Pour les militants, la violence est imputable à la stratégie dite de la pacification, qui consiste à envoyer des divisions de police lourdement armées dans les favelas des grandes villes afin de reprendre de force les territoires contrôlés par les trafiquants de drogue.

Ces opérations se sont intensifiées à l'approche des jeux olympiques et paralympiques de Rio qui doivent débuter en Août.

Selon Amnesty International, la police de Rio a tué 580 personnes en 2014, lorsque le Brésil a accueilli la Coupe du Monde de foot — soit 40 pour cent de plus que l'année précédente. En 2015, le nombre de personnes tuées par la police a grimpé pour atteindre 645. Certains craignent que ces chiffres ne continuent d'augmenter, et que certaines des tueries ne sont que le fruit du triste hasard. Parmi les victimes d'avril : un garçon de cinq ans et cinq hommes tués lors d'une opération pour arrêter un trafiquant qui a réussi à s'enfuir.

-------

CONSIGNE ÉCRITE 1
Comptez les lignes des enregistrements où figure la chaîne « state », puis donnez uniquement ce nombre.
L'extrait et les enregistrements qui suivent constituent deux matériaux indépendants l'un de l'autre.

DONNÉES DE L'EXERCICE
-------

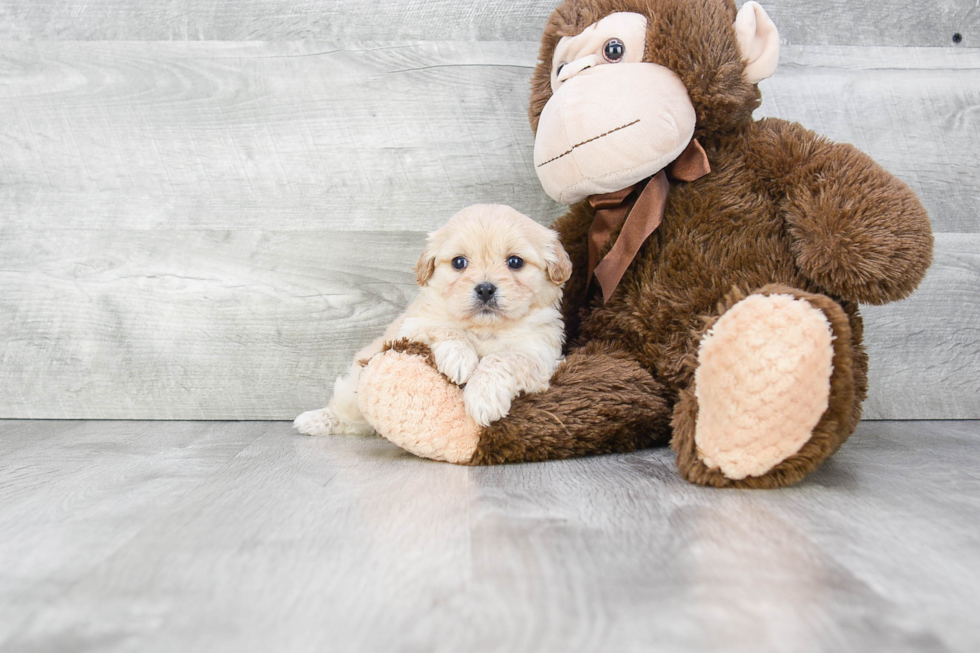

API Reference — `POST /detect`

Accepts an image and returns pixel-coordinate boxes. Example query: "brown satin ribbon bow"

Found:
[586,140,711,302]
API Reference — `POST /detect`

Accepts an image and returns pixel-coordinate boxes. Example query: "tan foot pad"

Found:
[358,350,480,463]
[694,295,834,480]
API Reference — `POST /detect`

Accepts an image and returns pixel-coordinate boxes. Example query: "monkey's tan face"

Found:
[419,205,571,327]
[534,13,696,204]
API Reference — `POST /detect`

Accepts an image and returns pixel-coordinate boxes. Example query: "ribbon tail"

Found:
[594,170,670,303]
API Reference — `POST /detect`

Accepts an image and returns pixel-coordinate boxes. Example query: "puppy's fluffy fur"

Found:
[294,205,572,435]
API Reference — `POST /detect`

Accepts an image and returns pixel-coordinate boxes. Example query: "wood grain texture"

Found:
[0,230,424,419]
[0,230,980,419]
[0,422,980,653]
[0,0,980,47]
[0,39,980,419]
[0,43,980,232]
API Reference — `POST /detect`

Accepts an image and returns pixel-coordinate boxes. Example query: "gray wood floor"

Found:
[0,421,980,653]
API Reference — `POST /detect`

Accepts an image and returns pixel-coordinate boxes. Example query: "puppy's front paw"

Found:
[293,408,340,435]
[463,370,514,426]
[432,340,480,385]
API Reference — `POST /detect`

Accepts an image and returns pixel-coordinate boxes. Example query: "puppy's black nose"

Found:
[476,283,497,304]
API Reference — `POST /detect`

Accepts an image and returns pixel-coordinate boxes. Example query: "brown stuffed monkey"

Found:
[359,0,932,487]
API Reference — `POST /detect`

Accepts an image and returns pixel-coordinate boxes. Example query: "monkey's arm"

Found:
[766,121,933,304]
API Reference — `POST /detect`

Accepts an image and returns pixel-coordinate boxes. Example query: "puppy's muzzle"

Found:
[473,283,497,304]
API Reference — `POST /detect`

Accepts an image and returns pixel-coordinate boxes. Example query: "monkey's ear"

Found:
[735,0,779,84]
[544,232,572,286]
[415,243,436,286]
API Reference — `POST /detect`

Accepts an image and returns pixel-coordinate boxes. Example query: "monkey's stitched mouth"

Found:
[538,118,640,168]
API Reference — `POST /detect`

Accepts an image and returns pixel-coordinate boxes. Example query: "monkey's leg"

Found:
[359,342,670,465]
[671,284,863,488]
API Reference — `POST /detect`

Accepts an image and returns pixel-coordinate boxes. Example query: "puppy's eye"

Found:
[602,39,626,63]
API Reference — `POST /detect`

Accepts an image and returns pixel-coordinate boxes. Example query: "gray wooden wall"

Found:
[0,0,980,419]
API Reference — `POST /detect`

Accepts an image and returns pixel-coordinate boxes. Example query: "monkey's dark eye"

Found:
[602,39,626,63]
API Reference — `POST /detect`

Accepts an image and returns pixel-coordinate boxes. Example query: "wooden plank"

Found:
[0,43,557,231]
[862,234,980,419]
[0,230,980,419]
[0,422,980,653]
[0,43,980,233]
[0,0,980,47]
[0,230,424,419]
[0,422,269,650]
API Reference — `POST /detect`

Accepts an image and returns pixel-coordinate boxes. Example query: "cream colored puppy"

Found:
[293,205,572,435]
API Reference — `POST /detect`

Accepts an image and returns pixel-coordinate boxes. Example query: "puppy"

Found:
[293,205,572,435]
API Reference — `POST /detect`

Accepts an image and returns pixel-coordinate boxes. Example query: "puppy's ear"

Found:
[544,234,572,286]
[415,243,436,286]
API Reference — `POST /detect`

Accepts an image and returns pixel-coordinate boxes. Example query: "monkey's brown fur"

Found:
[364,0,932,488]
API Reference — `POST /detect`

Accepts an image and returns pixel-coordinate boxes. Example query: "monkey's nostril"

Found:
[475,283,497,303]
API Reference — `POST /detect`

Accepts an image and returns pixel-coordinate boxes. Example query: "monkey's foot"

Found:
[358,341,480,464]
[694,294,834,480]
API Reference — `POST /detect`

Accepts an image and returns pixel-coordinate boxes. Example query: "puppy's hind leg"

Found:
[293,363,374,435]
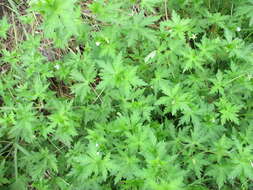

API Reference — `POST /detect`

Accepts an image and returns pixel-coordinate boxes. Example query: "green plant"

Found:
[0,0,253,190]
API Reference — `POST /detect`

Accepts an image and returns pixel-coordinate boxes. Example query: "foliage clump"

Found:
[0,0,253,190]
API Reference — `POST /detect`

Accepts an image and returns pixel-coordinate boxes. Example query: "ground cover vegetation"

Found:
[0,0,253,190]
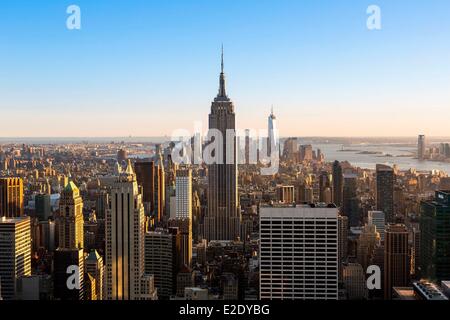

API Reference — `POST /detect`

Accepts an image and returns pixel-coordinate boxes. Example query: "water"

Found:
[313,144,450,173]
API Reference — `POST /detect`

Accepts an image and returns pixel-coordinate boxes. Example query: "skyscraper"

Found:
[134,161,155,214]
[384,224,410,299]
[34,194,52,221]
[175,169,192,219]
[260,205,338,300]
[0,217,31,300]
[319,171,332,204]
[420,191,450,281]
[57,181,84,249]
[333,161,344,207]
[343,263,367,300]
[0,178,23,217]
[342,173,361,227]
[54,181,84,300]
[203,50,241,240]
[376,164,395,223]
[106,160,156,300]
[267,107,280,157]
[84,249,105,300]
[338,215,349,281]
[417,134,426,160]
[145,229,179,299]
[367,211,385,242]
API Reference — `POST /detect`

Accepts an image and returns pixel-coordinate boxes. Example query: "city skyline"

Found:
[0,1,450,137]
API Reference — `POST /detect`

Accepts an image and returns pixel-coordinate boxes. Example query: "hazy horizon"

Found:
[0,0,450,137]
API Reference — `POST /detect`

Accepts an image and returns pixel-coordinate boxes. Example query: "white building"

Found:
[260,205,338,300]
[367,211,386,242]
[0,217,31,300]
[106,160,156,300]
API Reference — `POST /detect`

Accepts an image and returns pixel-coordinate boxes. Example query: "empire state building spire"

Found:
[216,45,229,101]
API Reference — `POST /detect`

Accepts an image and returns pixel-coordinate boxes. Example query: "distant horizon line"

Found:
[0,134,450,140]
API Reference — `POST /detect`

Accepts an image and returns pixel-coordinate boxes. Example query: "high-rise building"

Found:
[53,248,85,300]
[376,164,395,223]
[153,146,166,222]
[175,169,192,219]
[0,217,31,300]
[106,161,156,300]
[277,185,295,204]
[300,144,313,161]
[168,218,192,268]
[54,181,85,300]
[267,107,280,157]
[0,178,23,217]
[333,161,344,207]
[145,229,179,299]
[203,51,241,240]
[384,224,410,300]
[134,161,155,215]
[117,149,128,166]
[260,205,338,300]
[417,134,426,160]
[342,173,361,227]
[319,171,332,204]
[84,249,105,300]
[420,191,450,281]
[356,224,380,270]
[343,263,367,300]
[338,215,349,281]
[57,181,84,249]
[34,194,52,221]
[367,211,385,242]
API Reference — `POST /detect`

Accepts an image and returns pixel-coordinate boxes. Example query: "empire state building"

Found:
[204,48,241,241]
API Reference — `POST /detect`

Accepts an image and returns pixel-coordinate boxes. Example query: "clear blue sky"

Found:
[0,0,450,137]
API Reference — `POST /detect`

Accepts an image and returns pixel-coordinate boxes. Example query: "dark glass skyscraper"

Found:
[420,191,450,280]
[377,164,395,223]
[333,161,344,207]
[204,51,240,241]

-------

CONSIGNE ÉCRITE 2
Recopiez à l'identique le passage de l'extrait qui s'ouvre sur les mots « Pour les militants, la » et se clôt sur « débuter en Août. ».

RÉPONSE ATTENDUE 1
2

RÉPONSE ATTENDUE 2
Pour les militants, la violence est imputable à la stratégie dite de la pacification, qui consiste à envoyer des divisions de police lourdement armées dans les favelas des grandes villes afin de reprendre de force les territoires contrôlés par les trafiquants de drogue.

Ces opérations se sont intensifiées à l'approche des jeux olympiques et paralympiques de Rio qui doivent débuter en Août.